Scientists in the US have accurately reconstructed images of human faces by monitoring the responses of monkey brain cells.
The brains of primates can resolve different faces with remarkable speed and reliability, but the underlying mechanisms are not fully understood.
The researchers showed pictures of human faces to macaques and then recorded patterns of brain activity.
The work could inspire new facial recognition algorithms, they report.
In earlier investigations, Prof Doris Tsao from the California Institute of Technology (Caltech) and colleagues had used functional magnetic resonance imaging (fMRI) in humans and other primates to work out which areas of the brain were responsible for identifying faces.
Six areas were found to be involved, all of which are located in part of the brain known as the inferior temporal (IT) cortex. The researchers described these six areas as “face patches”.
Further research showed that face patches were jammed with particular nerve cells (neurons) that emit signals more strongly when they’re presented with faces, rather than when they “see” other objects. The team members called these neurons “face cells”.
Prof Tsao’s team came up with 50 different dimensions that could describe a face, such as the distance between the eyes, or the width of the hairline, as well as non-shape-related features such as skin tone.
Then they inserted electrodes into the brains of macaque monkeys so that they could record individual signals from single face cells within the face patches.
The results, published in the journal Cell, suggest that around 200 neurons each encode different characteristics of a face. But when all are combined, the information contributed by each nerve cell allows the macaque brain to build a clear image of someone’s face.
“We’ve discovered that this code is extremely simple,” said Prof Tsao, who is based at Caltech’s campus in Pasadena.
“A practical consequence of our findings is that we can now reconstruct a face that a monkey is seeing by monitoring the electrical activity of only 205 neurons in the monkey’s brain.”
When placed side by side, photos that the monkeys were shown and faces recreated from their brain activity (using an algorithm) were nearly identical.
Face cells from just two of the face patches – 106 cells in one patch and 99 cells in another – were enough to reconstruct the faces.
“People always say a picture is worth a thousand words,” said Prof Tsao. “But I like to say that a picture of a face is worth about 200 neurons.”
Although the work is based on macaques, the close relationships between primates suggest that a comparable mechanism may operate in the human brain.

________________________________________

### Task
Can you output the passage of the face-reconstruction article verbatim, starting at the words "Prof Tsao’s team" and ending after "campus in Pasadena."?

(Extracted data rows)
________________________________________

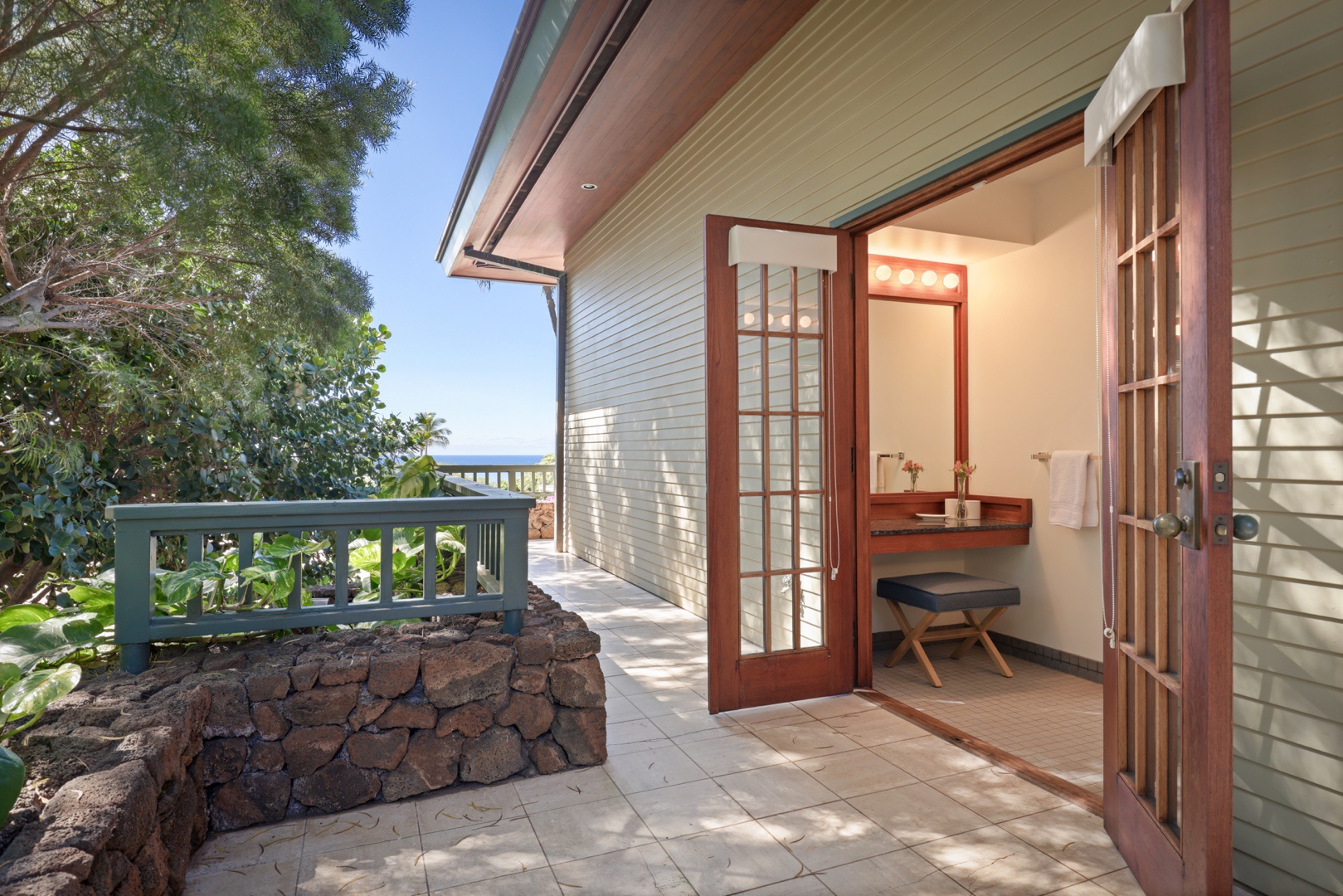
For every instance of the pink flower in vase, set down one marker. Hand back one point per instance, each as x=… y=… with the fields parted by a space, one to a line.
x=963 y=470
x=913 y=469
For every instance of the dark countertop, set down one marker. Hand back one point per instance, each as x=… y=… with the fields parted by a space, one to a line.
x=911 y=525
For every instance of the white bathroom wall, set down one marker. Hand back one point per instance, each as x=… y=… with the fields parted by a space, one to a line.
x=1033 y=388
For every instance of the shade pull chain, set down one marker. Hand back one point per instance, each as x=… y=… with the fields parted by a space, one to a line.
x=1100 y=240
x=828 y=373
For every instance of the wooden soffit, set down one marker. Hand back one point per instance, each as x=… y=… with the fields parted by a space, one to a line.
x=674 y=60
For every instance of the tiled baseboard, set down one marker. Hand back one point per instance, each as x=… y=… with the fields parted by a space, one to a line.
x=1019 y=648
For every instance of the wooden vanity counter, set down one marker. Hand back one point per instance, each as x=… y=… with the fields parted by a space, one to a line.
x=896 y=529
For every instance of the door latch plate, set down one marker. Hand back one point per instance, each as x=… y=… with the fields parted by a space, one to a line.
x=1221 y=529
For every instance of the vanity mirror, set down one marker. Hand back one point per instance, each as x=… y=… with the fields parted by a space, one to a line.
x=916 y=364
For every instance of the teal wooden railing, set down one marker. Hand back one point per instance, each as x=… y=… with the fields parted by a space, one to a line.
x=494 y=528
x=529 y=479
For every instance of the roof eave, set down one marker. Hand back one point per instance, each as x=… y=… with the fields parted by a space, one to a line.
x=509 y=90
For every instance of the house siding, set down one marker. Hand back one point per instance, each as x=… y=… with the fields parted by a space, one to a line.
x=1287 y=212
x=868 y=95
x=861 y=95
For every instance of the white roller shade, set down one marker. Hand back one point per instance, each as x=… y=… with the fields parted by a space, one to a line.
x=1151 y=61
x=761 y=246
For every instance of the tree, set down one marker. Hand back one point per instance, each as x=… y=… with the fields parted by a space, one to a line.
x=429 y=431
x=163 y=153
x=90 y=419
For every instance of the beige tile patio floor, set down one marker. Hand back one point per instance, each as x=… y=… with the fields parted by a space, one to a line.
x=798 y=800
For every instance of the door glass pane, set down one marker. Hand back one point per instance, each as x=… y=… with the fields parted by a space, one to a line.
x=748 y=373
x=810 y=631
x=809 y=453
x=781 y=297
x=752 y=535
x=751 y=453
x=809 y=531
x=782 y=601
x=781 y=373
x=809 y=299
x=809 y=375
x=748 y=297
x=752 y=616
x=781 y=533
x=781 y=453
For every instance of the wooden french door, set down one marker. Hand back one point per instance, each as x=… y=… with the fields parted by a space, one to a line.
x=1169 y=379
x=781 y=441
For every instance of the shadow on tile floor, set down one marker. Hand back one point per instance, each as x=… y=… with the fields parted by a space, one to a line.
x=817 y=798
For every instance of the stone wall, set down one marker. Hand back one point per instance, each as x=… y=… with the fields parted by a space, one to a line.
x=542 y=520
x=273 y=728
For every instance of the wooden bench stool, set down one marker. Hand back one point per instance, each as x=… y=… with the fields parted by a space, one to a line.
x=937 y=592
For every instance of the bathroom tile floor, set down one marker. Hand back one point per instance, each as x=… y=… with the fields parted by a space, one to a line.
x=822 y=796
x=1048 y=718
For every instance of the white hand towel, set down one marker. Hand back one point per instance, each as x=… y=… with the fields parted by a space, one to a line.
x=1072 y=489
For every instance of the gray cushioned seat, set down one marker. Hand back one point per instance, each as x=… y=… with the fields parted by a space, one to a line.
x=948 y=592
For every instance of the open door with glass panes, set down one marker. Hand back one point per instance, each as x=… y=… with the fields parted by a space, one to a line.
x=781 y=461
x=1169 y=483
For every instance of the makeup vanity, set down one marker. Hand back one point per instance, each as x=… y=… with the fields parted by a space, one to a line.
x=916 y=321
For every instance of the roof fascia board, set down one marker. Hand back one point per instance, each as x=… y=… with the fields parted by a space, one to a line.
x=978 y=153
x=535 y=39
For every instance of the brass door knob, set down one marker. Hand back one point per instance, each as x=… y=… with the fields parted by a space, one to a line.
x=1167 y=525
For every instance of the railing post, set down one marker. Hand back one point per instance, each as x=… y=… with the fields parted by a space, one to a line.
x=514 y=570
x=134 y=602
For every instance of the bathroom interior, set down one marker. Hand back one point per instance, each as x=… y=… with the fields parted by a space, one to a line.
x=982 y=345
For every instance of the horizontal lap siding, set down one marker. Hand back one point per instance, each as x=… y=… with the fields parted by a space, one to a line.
x=1287 y=186
x=859 y=97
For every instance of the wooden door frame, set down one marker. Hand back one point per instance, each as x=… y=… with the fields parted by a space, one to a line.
x=770 y=674
x=1201 y=861
x=1206 y=275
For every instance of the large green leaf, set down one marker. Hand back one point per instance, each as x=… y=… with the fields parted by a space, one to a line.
x=367 y=558
x=8 y=674
x=24 y=614
x=82 y=592
x=179 y=587
x=35 y=691
x=11 y=781
x=47 y=641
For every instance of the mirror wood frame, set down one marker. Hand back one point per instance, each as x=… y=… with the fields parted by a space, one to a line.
x=893 y=290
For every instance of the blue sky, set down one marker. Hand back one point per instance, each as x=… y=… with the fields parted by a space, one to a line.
x=484 y=360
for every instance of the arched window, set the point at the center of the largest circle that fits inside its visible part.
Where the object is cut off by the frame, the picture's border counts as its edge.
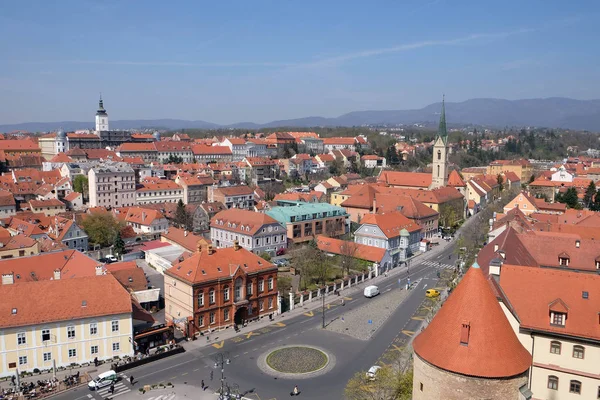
(578, 352)
(575, 387)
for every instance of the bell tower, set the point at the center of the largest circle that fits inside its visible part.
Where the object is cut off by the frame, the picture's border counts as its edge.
(439, 173)
(101, 117)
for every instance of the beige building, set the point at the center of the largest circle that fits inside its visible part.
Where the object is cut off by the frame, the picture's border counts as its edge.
(72, 323)
(112, 185)
(555, 316)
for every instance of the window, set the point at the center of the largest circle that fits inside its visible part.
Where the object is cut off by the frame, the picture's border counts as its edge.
(21, 339)
(578, 352)
(558, 319)
(226, 293)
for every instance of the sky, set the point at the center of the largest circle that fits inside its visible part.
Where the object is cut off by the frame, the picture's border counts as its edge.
(235, 61)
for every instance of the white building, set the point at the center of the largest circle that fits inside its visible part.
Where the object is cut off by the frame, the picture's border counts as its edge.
(112, 185)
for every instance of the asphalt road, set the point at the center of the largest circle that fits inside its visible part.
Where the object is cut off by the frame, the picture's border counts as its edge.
(351, 355)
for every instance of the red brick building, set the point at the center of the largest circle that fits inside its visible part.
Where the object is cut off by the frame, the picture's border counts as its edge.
(217, 288)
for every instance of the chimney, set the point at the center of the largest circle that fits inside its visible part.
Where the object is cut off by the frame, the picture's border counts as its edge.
(8, 279)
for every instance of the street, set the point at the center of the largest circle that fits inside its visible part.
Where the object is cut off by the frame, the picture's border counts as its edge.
(351, 355)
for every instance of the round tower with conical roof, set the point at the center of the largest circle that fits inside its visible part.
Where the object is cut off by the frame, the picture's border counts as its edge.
(469, 350)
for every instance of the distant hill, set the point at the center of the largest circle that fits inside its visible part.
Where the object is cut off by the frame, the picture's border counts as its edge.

________________________________________

### Written solution
Prof Tsao’s team came up with 50 different dimensions that could describe a face, such as the distance between the eyes, or the width of the hairline, as well as non-shape-related features such as skin tone.
Then they inserted electrodes into the brains of macaque monkeys so that they could record individual signals from single face cells within the face patches.
The results, published in the journal Cell, suggest that around 200 neurons each encode different characteristics of a face. But when all are combined, the information contributed by each nerve cell allows the macaque brain to build a clear image of someone’s face.
“We’ve discovered that this code is extremely simple,” said Prof Tsao, who is based at Caltech’s campus in Pasadena.